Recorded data
* begin *
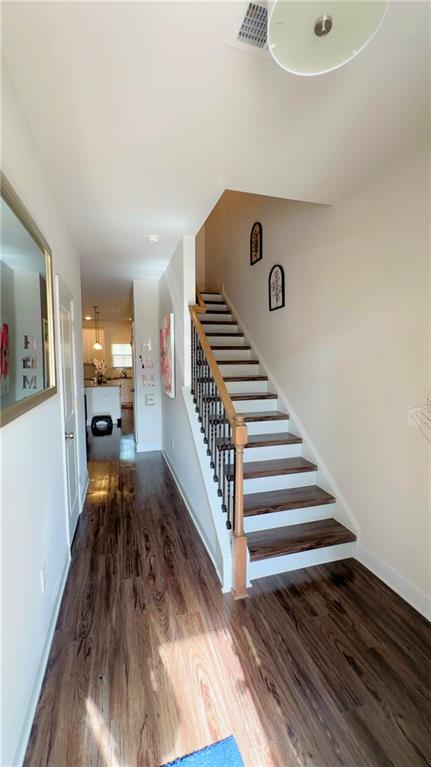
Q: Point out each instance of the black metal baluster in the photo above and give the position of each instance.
(229, 482)
(200, 385)
(214, 445)
(211, 423)
(194, 362)
(205, 411)
(225, 453)
(221, 446)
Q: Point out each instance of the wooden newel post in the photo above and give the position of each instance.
(239, 439)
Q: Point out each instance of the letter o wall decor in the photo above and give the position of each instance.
(276, 289)
(256, 243)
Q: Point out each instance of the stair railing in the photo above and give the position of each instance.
(225, 435)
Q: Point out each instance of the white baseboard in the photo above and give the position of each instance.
(41, 666)
(411, 594)
(148, 447)
(84, 492)
(193, 516)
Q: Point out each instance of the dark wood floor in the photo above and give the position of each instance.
(321, 668)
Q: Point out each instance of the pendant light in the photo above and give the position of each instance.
(311, 38)
(97, 346)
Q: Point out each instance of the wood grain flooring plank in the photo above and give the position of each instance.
(324, 667)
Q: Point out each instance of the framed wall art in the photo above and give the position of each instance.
* end *
## Stated exercise
Rewrite every line of the records above, requests included, but shift each coordinate in the answers by adding -58 to it. Omit the pictures.

## Output of the exercise
Q: Point out each instance of the black metal baluster in the photo above and give the position of each instance.
(171, 424)
(142, 327)
(156, 387)
(153, 365)
(136, 304)
(147, 353)
(167, 395)
(163, 388)
Q: Point out each instance of the wooden newel post in the photo above and give the position of each instance.
(181, 381)
Q: Point out each instance of the letter o wall decor in the photo above and give the position of each instance.
(218, 231)
(198, 185)
Q: Point out each instance of the stair railing in the photo above and give the position of each instance.
(167, 377)
Q: Point out each instance of the white baseboard in the photo above and give the position of each instance.
(-17, 608)
(353, 536)
(90, 389)
(26, 434)
(135, 458)
Q: Point out each instance of the dark wood floor in the photo above and give the position of each instance.
(263, 610)
Q: Point out each instance of the pendant light in the photo above and give the position of each instance.
(253, -20)
(39, 288)
Q: Point out each instance of the wood grain flooring plank in the photo above and give the position of each instance.
(266, 609)
Q: Point out each instance of the framed wall art in the photo above and give the position of each instance.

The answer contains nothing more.